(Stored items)
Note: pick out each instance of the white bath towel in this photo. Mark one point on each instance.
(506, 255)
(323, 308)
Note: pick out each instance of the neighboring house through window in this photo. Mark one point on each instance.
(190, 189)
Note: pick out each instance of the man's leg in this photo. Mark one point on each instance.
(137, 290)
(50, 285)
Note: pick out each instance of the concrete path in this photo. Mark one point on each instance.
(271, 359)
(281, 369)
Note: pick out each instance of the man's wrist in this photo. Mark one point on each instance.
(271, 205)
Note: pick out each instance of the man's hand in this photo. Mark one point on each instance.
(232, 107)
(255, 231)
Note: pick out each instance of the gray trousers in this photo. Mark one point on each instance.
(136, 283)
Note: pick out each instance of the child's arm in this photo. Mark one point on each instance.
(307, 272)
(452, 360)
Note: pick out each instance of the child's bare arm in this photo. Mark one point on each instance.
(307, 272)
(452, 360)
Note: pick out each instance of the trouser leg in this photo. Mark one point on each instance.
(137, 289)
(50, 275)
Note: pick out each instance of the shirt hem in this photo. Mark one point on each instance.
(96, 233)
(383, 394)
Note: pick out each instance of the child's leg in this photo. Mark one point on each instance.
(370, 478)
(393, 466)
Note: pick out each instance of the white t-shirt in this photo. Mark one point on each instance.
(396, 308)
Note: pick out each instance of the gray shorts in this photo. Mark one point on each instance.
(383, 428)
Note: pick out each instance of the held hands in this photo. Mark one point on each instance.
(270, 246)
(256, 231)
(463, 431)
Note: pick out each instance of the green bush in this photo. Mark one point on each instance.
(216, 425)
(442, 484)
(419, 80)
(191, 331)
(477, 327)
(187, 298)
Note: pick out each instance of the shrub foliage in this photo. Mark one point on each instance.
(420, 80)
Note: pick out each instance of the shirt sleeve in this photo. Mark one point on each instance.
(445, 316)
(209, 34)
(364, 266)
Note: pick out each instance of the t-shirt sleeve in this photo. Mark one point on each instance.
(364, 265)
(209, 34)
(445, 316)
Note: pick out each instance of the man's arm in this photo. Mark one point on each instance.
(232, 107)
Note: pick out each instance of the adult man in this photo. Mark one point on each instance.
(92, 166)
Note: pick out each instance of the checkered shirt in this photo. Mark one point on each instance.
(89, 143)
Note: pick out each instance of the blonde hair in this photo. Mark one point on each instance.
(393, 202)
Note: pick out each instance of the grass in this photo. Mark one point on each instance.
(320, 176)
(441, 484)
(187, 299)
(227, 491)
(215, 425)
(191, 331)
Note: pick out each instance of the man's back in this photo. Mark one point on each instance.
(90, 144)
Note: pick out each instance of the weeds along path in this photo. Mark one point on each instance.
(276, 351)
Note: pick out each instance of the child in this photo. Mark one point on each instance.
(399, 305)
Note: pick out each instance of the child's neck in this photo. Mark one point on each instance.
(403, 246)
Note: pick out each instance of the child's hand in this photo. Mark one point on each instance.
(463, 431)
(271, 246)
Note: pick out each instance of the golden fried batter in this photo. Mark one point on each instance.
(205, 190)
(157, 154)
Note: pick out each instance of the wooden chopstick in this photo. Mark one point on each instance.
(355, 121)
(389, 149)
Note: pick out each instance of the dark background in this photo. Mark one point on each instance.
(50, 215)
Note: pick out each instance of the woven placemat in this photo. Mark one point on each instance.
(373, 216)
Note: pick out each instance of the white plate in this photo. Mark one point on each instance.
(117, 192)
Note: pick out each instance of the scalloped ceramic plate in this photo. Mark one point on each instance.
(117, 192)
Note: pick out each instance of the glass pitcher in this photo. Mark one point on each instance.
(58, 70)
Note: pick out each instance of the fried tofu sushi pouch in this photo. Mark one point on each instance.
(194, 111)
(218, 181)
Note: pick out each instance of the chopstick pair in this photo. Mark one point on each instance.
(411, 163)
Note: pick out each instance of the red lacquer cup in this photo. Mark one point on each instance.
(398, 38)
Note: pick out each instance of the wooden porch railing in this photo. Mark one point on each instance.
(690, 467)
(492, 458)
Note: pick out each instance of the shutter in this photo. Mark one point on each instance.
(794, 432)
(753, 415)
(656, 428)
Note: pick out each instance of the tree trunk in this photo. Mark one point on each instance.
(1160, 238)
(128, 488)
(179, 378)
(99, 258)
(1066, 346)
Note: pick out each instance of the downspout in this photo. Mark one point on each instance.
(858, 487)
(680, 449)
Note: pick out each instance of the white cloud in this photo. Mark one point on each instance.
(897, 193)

Problem details
Please repeat all the records above exactly as they appear.

Output for this exercise
Note: pick out each instance of the white bath towel in this photo. Mark one point on each instance.
(506, 255)
(323, 308)
Note: pick out each instance of the neighboring house through window in this photo. Mark one point on each instance.
(190, 189)
Note: pick out each instance of the man's leg in this photo. Mark one point on each instance.
(137, 290)
(50, 285)
Note: pick out each instance of the concrete path in this photo. Mark one point on each instance.
(271, 359)
(281, 369)
Note: pick out each instance of the man's wrist in this photo. Mark one point on each instance.
(271, 205)
Note: pick out each instance of the man's hand in this photo. Mark one point on each instance.
(232, 107)
(255, 231)
Note: pick out each instance of the gray trousers in this photo. Mark one point on each instance.
(136, 283)
Note: pick out each instance of the child's arm in this photo. Mark one point on each instance.
(307, 272)
(452, 360)
Note: pick out each instance of the child's bare arm in this photo. Mark one point on each instance.
(307, 272)
(452, 360)
Note: pick out each instance of the trouser leg in this photo. Mark one point on each instance.
(137, 289)
(50, 275)
Note: pick out each instance of the shirt hem in this photo. Mark one point on each instance.
(96, 233)
(383, 394)
Note: pick out each instance of the child's leg in this photo. Mark one point on each instance.
(370, 478)
(393, 466)
Note: pick out each instance of the white t-shirt in this photo. Mark one point on each instance.
(396, 308)
Note: pick out each instance of the gray shorts in this photo. Mark one point on each instance.
(383, 428)
Note: pick out each instance of the held hands in this photo. Mark one point on each instance.
(270, 246)
(256, 231)
(463, 431)
Note: pick out each instance of the green bush in this photo. Mark one point on each instance.
(216, 425)
(442, 484)
(419, 80)
(191, 331)
(477, 327)
(187, 298)
Note: pick out each instance of the shrub foliage in this photo. Mark one point on each instance.
(420, 80)
Note: pick out each instance of the shirt sleeve in this photo. Mark one point on each instance.
(445, 316)
(209, 34)
(364, 266)
Note: pick out each instance of the t-shirt sleeve in this photo. Mark one point on each instance.
(364, 265)
(209, 34)
(445, 316)
Note: pick out each instance of the man's arm in this photo. Mark one point on each instance.
(232, 107)
Note: pick out each instance of the adult man in this photo. Mark one point on each instance.
(92, 166)
Note: pick out each instance of the checkered shirt in this photo. Mark one point on each instance.
(89, 143)
Note: pick out each instance of the blonde hair in this photo. Mark one point on each instance.
(393, 202)
Note: pick out each instance of the grass in this photo. Mark one point on each instance.
(320, 176)
(441, 484)
(187, 299)
(227, 491)
(215, 425)
(191, 331)
Note: pick out each instance of the man's back in this photo. Mark one point on each instance.
(90, 144)
Note: pick out each instance of the weeds along path in this photo. Mark one point on each instance.
(276, 351)
Note: pick out each instance of the child in this photo. Mark one point on each instance.
(399, 305)
Note: pick out each instance of the child's neck in this photo. Mark one point on each instance.
(403, 246)
Note: pick out each instance of the child's hand in this photo. Mark one point on each instance.
(463, 431)
(271, 246)
Note: pick out each instance of the golden fried batter in this photo. Mark one point on each instance.
(205, 190)
(157, 154)
Note: pick out each instance of the wooden chopstick in this photo. Mark one point on each instance.
(355, 121)
(389, 149)
Note: pick out each instance of the dark background in this photo. Mark one point on each instance.
(50, 215)
Note: pick out each instance of the woven placemat in this photo. Mark one point on each instance.
(373, 216)
Note: pick out each instance of the white plate in this photo. Mark one point on each instance.
(117, 192)
Note: pick out each instance of the scalloped ceramic plate in this photo. Mark one point on each instance.
(117, 192)
Note: pick out each instance of the glass pitcher in this photo. Mark one point on each instance.
(58, 70)
Note: pick out each instance of the fried tofu sushi pouch in this photo. Mark one point on each instance.
(194, 111)
(218, 181)
Note: pick out each instance of the chopstick pair in this photo. Mark one point on each instance.
(411, 163)
Note: pick out each instance of the red lacquer cup in this photo. Mark one point on each instance.
(398, 38)
Note: pick out each instance of the wooden porch railing in this photo. Mark one point on each instance.
(690, 467)
(492, 458)
Note: pick out each instance of the shutter in this photo. Mark one point on each instance.
(794, 432)
(753, 415)
(656, 428)
Note: pick out each instance of the tree trunk in this photo. Mark one point on each instance.
(1160, 238)
(128, 488)
(179, 378)
(99, 258)
(1066, 346)
Note: pick out each instance of the downspout in this photo. Mark one point on each instance.
(858, 487)
(680, 449)
Note: pick out each instance of the white cloud in this photo. Mark one point on each instance.
(897, 193)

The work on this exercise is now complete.